§ **Parts of the exercise**:
1 - Answer these questions about the Memorial Day article, one line each:
(a) In which park did Burbank hold its Memorial Day event?
(b) What rank did Marc Cutter hold in Vietnam, and for how long did he serve there?
(c) What did Boy Scout Troop 204 lay on the park's war memorials?
2 - In one to three sentences, explain why Marc Cutter says the supplies from people in Burbank meant so much to him, according to the Memorial Day article.
3 - Continue the Memorial Day article from the point where it stops.

§ **Source document**:
[START]

McCAMBRIDGE PARK -- It was a time to honor local heroes as grateful
residents gathered across Burbank and Glendale for Memorial Day
In Burbank, children carried small American flags while veterans
were honored with poems, speeches and the city’s community orchestra
at McCambridge Park on Monday.
Pictures of Burbank veterans and their biographies were on
display, along with letters of gratitude from soldiers for the city’s
Hands Across the Battlefield, a citizens’ support group for
servicemen and servicewomen.
“I was in Vietnam, and we used to get stuff from people here in
Burbank, and I remember what that meant to me, particularly when they
were from people who I didn’t know,” group member Marc Cutter said.
“When it comes from somebody that you don’t know or you don’t expect
it from, it means a lot more.”
Cutter, who served a year as an Army lieutenant in Vietnam, said
the group delivered more than seven tons of supplies to soldiers
overseas last year.
Eric Christoffersen and his Boy Scout Troop 204 laid roses on the
park’s war memorials. Eric, 16, came to Burbank when he and his four
siblings were adopted from Russia 10 years ago.

[END]

§ **Data section**:
[START]

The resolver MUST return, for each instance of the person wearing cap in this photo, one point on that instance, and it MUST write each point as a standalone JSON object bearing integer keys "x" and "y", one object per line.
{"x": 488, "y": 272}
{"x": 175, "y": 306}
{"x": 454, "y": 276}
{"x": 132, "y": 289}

[END]

§ **Response list**:
1 -
(a) McCambridge Park
(b) Army lieutenant, for a year
(c) Roses

2 - Cutter remembers receiving things from Burbank residents while he was in Vietnam, especially from people he didn't know. He says that when something comes from somebody you don't know or don't expect it from, it means a lot more.

3 -
"[The ceremony] makes me appreciate my country more and think
about people who served to make this happen,” he said.
Robert Phillips, 80, served 32 years in the Army and saw action
during World War II and in Vietnam.
“I attend [the service] every year. It’s very moving and we like
this one,” he said. “It’s our Burbank.”
Glendale residents gathered at the Veterans Memorial at City Hall
to hear U.S. Marine Command Sgt. Maj. Stuart Fuller III deliver the
Fuller said Glendale has always answered the call to battle at
home and abroad.
“I would imagine a soldier, bloody and dying on the battlefield,
dreaming of just such a city like this backed up against the
mountains, a small town, a town that cares about its citizens and its
soldiers in faraway places,” he said.
Mayor Frank Quintero, who served 13 months as a U.S. Marine in
Vietnam, recalled his childhood visits on Memorial Day to the local
American Legion post and the pictures of veterans that decorated the
“As a young kid, I always thought of them as grown men,” he said.
“Later on, after serving in Vietnam, I realize those weren’t grown
men, those were really kids ... so when I think of my friends and my
marine platoon that lost their lives, I always think of them being
forever young because they will always be 19-year-olds and 20-year-olds who never had a chance to grow up.”
Cindy Cline-Fulton shared the rescue stories of her son, Lance
Cpl. Donald Cline, who was killed during a battle in May in
Nasiriyah, Iraq. A mortar hit the vehicle he was in while he tried to
carry 18 dead and wounded to safety. The former Crescenta Valley High
School student was 21.
“I never knew my son was so brave until I heard these stories,”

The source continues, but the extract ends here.